- [What needs to be done] All of the entries below are to be copied without any alteration.

=== Section Start ===

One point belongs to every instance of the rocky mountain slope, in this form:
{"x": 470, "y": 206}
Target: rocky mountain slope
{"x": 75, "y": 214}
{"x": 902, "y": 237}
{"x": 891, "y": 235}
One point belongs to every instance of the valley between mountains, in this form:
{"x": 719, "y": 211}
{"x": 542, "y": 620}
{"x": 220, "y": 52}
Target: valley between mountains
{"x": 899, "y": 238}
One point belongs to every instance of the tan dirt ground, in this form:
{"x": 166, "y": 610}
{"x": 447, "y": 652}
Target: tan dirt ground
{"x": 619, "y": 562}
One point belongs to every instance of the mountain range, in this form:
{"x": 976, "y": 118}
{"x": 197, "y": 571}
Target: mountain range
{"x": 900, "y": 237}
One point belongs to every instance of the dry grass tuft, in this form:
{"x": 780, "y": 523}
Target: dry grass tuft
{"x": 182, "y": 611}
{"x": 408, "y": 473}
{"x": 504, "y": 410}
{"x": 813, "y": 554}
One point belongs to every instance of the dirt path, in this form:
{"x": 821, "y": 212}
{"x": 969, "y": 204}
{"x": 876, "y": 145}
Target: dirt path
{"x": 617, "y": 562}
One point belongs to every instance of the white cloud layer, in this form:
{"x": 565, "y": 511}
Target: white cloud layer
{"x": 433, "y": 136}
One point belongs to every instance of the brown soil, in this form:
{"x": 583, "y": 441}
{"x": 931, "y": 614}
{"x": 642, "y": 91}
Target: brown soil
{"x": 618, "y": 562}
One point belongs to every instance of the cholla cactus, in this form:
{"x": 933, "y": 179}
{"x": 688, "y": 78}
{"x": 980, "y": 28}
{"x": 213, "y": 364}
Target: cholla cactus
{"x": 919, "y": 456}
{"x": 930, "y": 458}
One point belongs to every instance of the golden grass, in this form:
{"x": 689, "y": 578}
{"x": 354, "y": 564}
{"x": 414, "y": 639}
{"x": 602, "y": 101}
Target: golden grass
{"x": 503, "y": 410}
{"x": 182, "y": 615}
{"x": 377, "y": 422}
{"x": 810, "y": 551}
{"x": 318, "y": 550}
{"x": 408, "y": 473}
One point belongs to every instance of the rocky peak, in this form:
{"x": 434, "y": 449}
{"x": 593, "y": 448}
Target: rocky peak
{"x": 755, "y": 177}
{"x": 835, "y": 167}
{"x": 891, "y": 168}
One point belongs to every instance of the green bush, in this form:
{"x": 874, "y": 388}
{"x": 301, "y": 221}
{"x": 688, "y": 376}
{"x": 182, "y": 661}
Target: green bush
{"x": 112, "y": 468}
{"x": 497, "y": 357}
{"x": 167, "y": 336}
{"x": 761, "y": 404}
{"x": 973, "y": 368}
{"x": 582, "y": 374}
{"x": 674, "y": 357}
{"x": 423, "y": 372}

=== Section End ===

- [Response to the exercise]
One point belongs to every instance of the rocky mountain slope, in this form:
{"x": 470, "y": 206}
Target: rocky mountain slope
{"x": 75, "y": 214}
{"x": 902, "y": 237}
{"x": 891, "y": 235}
One point belongs to every instance of the valley between mountains, in this form:
{"x": 719, "y": 211}
{"x": 542, "y": 620}
{"x": 220, "y": 52}
Target: valley between mountains
{"x": 899, "y": 238}
One point belongs to every instance of the tan dirt ground, in this form:
{"x": 166, "y": 610}
{"x": 447, "y": 652}
Target: tan dirt ground
{"x": 619, "y": 562}
One point belongs to every instance of the mountain range, in this form:
{"x": 976, "y": 118}
{"x": 197, "y": 571}
Target: mountain range
{"x": 900, "y": 237}
One point belongs to every instance of the dry grass tuft, in this form:
{"x": 780, "y": 523}
Target: dry grass tuft
{"x": 182, "y": 611}
{"x": 408, "y": 473}
{"x": 504, "y": 410}
{"x": 813, "y": 554}
One point belongs to every instance of the dirt path, in this form:
{"x": 821, "y": 212}
{"x": 969, "y": 204}
{"x": 876, "y": 145}
Target: dirt path
{"x": 617, "y": 562}
One point belongs to every instance of the white cloud layer, in this form:
{"x": 565, "y": 511}
Target: white cloud layer
{"x": 433, "y": 136}
One point belongs to every instance of the brown soil, in this form:
{"x": 583, "y": 441}
{"x": 931, "y": 614}
{"x": 642, "y": 91}
Target: brown soil
{"x": 618, "y": 562}
One point belongs to every instance of the cholla cactus, in this form:
{"x": 933, "y": 179}
{"x": 688, "y": 78}
{"x": 980, "y": 28}
{"x": 213, "y": 364}
Target: cholla cactus
{"x": 919, "y": 456}
{"x": 930, "y": 458}
One point belongs to every instance of the golden grass, in this form:
{"x": 689, "y": 578}
{"x": 354, "y": 564}
{"x": 414, "y": 639}
{"x": 602, "y": 101}
Target: golden grass
{"x": 503, "y": 410}
{"x": 182, "y": 615}
{"x": 377, "y": 422}
{"x": 810, "y": 551}
{"x": 318, "y": 550}
{"x": 408, "y": 473}
One point belongs to every instance of the rocky peak, in this form:
{"x": 434, "y": 449}
{"x": 593, "y": 448}
Target: rocky peak
{"x": 755, "y": 177}
{"x": 835, "y": 167}
{"x": 891, "y": 168}
One point belongs to every instance of the green bush, in this form:
{"x": 874, "y": 388}
{"x": 301, "y": 221}
{"x": 688, "y": 376}
{"x": 182, "y": 661}
Target: green bush
{"x": 112, "y": 468}
{"x": 497, "y": 357}
{"x": 167, "y": 336}
{"x": 761, "y": 404}
{"x": 973, "y": 368}
{"x": 582, "y": 374}
{"x": 674, "y": 357}
{"x": 423, "y": 372}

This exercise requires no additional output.